● **Trecho citado**:
◆ ◆ ◆ ◆ ◆ ◆ ◆

Título: Crescimento e custeio da matriz energética
Autor:
Fonte: Valor Econômico, 30/01/2008, Legislação & Tributos, p. E5

Encontra-se em curso no Superior Tribunal de Justiça (STJ) a análise de um tema que, embora pouco explorado pelas empresas, apresenta repercussão direta na formação do preço de aquisição da energia elétrica, uma das matrizes energéticas mais relevantes da atividade produtiva. Trata-se da tributação da chamada demanda reservada de potência ou, demanda contratada, como também é conhecida.

Esta modalidade de fornecimento de energia elétrica decorre de contratos celebrados entre as empresas consumidoras e as distribuidoras de energia elétrica, por meio dos quais as distribuidoras se comprometem ao fornecimento de demanda mínima de energia elétrica às empresas, recebendo, em contrapartida, o pagamento de determinado valor mensal por essa obrigação.

◆ ◆ ◆ ◆ ◆ ◆ ◆

● **Dados registrados**:

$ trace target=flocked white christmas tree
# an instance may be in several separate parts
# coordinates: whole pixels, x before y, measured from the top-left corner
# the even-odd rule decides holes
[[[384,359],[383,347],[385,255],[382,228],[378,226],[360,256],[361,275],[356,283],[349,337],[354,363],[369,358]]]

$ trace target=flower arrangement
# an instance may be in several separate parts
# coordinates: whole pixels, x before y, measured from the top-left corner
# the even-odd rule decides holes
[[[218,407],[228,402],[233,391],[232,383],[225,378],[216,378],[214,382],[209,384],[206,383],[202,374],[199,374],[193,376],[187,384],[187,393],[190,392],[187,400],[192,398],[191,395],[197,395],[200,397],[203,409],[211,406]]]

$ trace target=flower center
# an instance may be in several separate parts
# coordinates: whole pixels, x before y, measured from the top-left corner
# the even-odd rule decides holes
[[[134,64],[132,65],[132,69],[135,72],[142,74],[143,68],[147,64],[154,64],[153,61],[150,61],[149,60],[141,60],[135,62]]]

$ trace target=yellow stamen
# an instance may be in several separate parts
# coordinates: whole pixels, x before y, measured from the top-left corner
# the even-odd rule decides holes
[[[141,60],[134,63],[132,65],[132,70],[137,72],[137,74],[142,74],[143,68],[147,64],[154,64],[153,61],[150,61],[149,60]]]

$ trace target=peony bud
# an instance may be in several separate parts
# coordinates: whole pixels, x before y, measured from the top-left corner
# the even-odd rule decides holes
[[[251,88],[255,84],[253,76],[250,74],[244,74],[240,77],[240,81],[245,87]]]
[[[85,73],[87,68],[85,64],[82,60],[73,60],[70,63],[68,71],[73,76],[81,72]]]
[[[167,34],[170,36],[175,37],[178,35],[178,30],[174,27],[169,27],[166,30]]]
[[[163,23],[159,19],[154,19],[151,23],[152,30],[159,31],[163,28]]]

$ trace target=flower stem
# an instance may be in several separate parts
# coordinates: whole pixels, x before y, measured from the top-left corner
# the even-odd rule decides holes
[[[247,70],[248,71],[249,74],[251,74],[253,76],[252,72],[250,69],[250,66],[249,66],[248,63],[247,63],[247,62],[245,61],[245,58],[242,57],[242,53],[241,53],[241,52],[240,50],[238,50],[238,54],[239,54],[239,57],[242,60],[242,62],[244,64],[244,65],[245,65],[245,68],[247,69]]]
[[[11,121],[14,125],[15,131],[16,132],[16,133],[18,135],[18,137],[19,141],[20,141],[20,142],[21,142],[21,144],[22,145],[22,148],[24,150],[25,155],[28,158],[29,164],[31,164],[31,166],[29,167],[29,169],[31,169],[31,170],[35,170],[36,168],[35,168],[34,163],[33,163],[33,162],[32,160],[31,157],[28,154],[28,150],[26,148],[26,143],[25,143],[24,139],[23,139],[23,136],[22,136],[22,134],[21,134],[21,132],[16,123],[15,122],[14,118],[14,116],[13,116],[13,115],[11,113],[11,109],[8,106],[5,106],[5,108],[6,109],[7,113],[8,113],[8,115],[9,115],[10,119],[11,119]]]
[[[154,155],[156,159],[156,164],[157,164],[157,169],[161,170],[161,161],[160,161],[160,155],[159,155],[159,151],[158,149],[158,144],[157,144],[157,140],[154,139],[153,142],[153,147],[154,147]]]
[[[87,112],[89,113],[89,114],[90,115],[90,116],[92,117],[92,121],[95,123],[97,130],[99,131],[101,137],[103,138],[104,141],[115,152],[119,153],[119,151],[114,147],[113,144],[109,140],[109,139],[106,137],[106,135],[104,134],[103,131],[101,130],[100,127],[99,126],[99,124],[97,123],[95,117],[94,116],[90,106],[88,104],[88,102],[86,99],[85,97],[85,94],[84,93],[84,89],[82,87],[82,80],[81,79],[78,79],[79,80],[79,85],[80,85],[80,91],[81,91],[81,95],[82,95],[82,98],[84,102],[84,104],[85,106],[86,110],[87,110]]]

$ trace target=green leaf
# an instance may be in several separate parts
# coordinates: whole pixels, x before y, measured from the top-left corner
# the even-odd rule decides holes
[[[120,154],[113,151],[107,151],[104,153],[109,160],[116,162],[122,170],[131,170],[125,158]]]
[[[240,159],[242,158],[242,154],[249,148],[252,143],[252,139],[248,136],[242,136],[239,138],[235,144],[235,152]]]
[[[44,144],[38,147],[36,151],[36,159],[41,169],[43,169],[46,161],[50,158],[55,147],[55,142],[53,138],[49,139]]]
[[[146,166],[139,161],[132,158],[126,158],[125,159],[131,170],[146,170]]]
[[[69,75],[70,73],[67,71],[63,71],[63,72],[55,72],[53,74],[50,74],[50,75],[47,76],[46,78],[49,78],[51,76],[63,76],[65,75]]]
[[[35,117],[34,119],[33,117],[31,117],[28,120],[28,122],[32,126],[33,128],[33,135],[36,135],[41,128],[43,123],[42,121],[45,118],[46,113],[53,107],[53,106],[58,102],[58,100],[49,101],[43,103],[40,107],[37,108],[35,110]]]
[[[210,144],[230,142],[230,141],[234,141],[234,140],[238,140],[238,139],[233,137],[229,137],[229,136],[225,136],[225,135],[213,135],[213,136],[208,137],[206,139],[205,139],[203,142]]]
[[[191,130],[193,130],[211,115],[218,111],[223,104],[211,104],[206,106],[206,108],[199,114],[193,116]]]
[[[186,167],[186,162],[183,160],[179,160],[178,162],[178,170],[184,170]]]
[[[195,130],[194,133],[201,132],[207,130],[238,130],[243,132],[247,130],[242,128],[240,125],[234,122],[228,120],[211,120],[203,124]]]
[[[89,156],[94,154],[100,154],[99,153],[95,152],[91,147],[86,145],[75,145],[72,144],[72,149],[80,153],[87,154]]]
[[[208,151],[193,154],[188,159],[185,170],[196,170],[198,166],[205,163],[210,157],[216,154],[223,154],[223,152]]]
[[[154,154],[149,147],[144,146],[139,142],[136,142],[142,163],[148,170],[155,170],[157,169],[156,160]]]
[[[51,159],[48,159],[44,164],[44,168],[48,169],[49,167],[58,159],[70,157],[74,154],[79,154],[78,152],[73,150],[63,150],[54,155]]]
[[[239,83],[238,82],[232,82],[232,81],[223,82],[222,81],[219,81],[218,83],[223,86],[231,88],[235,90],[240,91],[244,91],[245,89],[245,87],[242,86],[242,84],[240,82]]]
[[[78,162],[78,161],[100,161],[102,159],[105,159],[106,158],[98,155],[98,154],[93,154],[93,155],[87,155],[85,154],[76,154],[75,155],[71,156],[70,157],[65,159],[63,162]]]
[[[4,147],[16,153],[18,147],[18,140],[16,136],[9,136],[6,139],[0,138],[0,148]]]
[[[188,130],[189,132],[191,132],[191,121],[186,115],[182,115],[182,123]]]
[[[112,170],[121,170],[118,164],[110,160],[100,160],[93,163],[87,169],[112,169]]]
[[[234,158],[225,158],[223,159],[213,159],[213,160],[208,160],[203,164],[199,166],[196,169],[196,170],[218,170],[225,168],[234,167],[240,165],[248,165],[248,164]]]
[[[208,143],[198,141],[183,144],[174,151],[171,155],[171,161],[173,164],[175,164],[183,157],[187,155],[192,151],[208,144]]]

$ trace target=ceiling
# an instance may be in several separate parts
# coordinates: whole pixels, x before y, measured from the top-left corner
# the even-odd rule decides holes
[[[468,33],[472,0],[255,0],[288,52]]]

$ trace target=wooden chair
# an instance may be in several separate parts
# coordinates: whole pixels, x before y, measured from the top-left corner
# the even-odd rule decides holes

◆ ◆ ◆ ◆ ◆ ◆ ◆

● **Questões**:
- a) Segundo o trecho citado sobre a demanda contratada de energia elétrica, em qual tribunal está em curso a análise do tema?
- b) Retome o trecho sobre a demanda contratada de energia elétrica e dê continuidade a ele a partir da última frase apresentada.

● **Respostas**:
- a) No Superior Tribunal de Justiça (STJ).

- b)
Quando o fornecimento da energia elétrica é realizado com base nestes contratos, as faturas mensais de energia elétrica listam valores distintos para a demanda e para o consumo. E os Estados, de forma geral, têm exigido das empresas o pagamento do ICMS incidindo tanto sobre o consumo efetivamente registrado como também sobre a parcela mensal correspondente à manutenção da demanda contratada.

Levada ao Poder Judiciário, a tributação da parcela mensal relativa à demanda tem sido francamente repudiada. Vários tribunais de Justiça estaduais já apresentam posicionamento favorável às empresas, situação reprisada no STJ, onde é identificada uma nítida tendência de fechamento de questão a favor das empresas. No STJ, as duas turmas julgadoras responsáveis pela análise do tema possuem julgamentos favoráveis aos contribuintes. Exatamente por esta razão, sequer seria necessário que o tribunal submetesse esta análise à seção, por ser esse órgão formado pelo conjunto dos ministros de ambas as turmas que tem por função primordial o equacionamento de eventuais divergências entre as turmas, situação inexistente neste caso.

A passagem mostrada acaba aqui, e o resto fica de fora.